3.2. Aging-associated changes in humans

It is critical to account for biological variability when performing microarray analyses; however, most human heart samples are acquired as biopsies (fresh, frozen or fixed), as hearts rejected for transplantation, or as explants of diseased myocardium [11]. In addition, these samples, which contain mixed cell populations, are obtained from patients of different ages and gender, making it exceedingly difficult to determine by microarrays to what extent gene products are responsive to age and not to other sources of biological variability.

Data under study »
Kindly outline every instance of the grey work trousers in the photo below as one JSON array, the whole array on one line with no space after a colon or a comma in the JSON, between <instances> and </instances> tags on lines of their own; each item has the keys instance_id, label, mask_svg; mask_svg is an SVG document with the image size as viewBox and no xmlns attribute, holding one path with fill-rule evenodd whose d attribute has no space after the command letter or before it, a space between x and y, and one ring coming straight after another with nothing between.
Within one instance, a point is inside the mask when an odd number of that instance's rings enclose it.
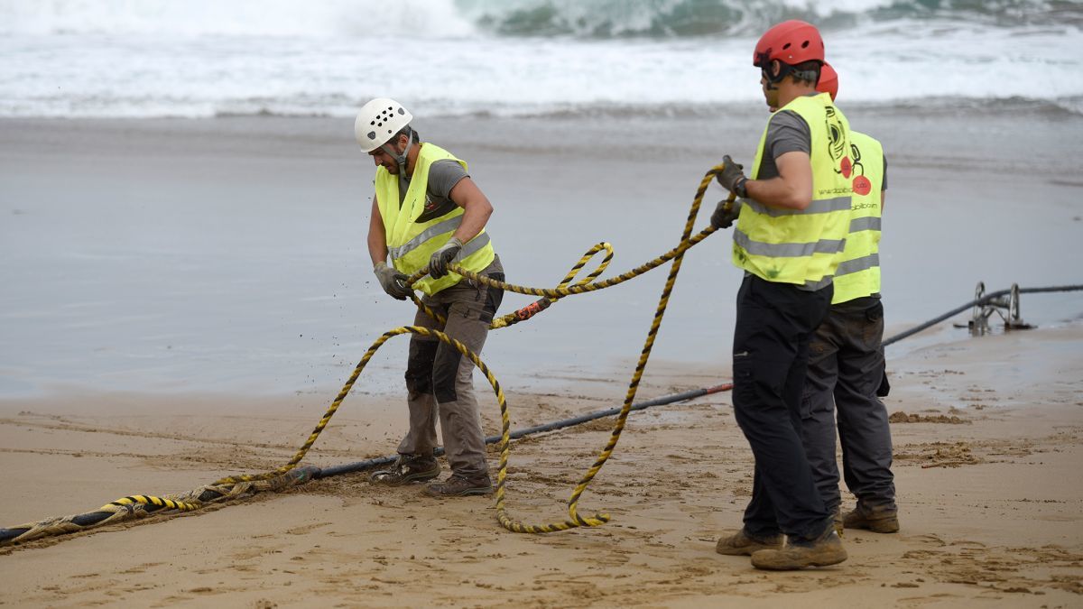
==
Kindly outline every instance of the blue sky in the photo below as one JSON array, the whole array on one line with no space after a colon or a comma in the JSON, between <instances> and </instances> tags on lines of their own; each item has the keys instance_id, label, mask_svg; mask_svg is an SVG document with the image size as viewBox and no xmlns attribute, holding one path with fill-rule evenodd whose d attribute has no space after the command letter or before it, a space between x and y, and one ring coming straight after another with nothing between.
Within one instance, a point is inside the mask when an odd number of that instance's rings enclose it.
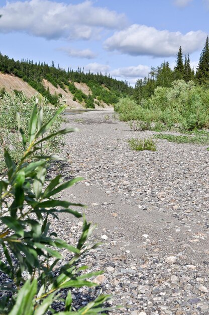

Required tasks »
1) List the ways the passage on aging-associated changes in humans says most human heart samples are acquired.
2) Answer these questions from the passage on aging-associated changes in humans.
(a) What kind of analyses must account for biological variability?
(b) What do the heart samples contain?
(c) Besides age, which patient characteristic varies among the samples?
3) Reproduce the passage on aging-associated changes in humans word for word, starting with "It is critical" and going on through "of biological variability.".

Task results »
1)
- Biopsies (fresh, frozen or fixed)
- Hearts rejected for transplantation
- Explants of diseased myocardium

2)
(a) Microarray analyses
(b) Mixed cell populations
(c) Gender

3)
It is critical to account for biological variability when performing microarray analyses; however, most human heart samples are acquired as biopsies (fresh, frozen or fixed), as hearts rejected for transplantation, or as explants of diseased myocardium [11]. In addition, these samples, which contain mixed cell populations, are obtained from patients of different ages and gender, making it exceedingly difficult to determine by microarrays to what extent gene products are responsive to age and not to other sources of biological variability.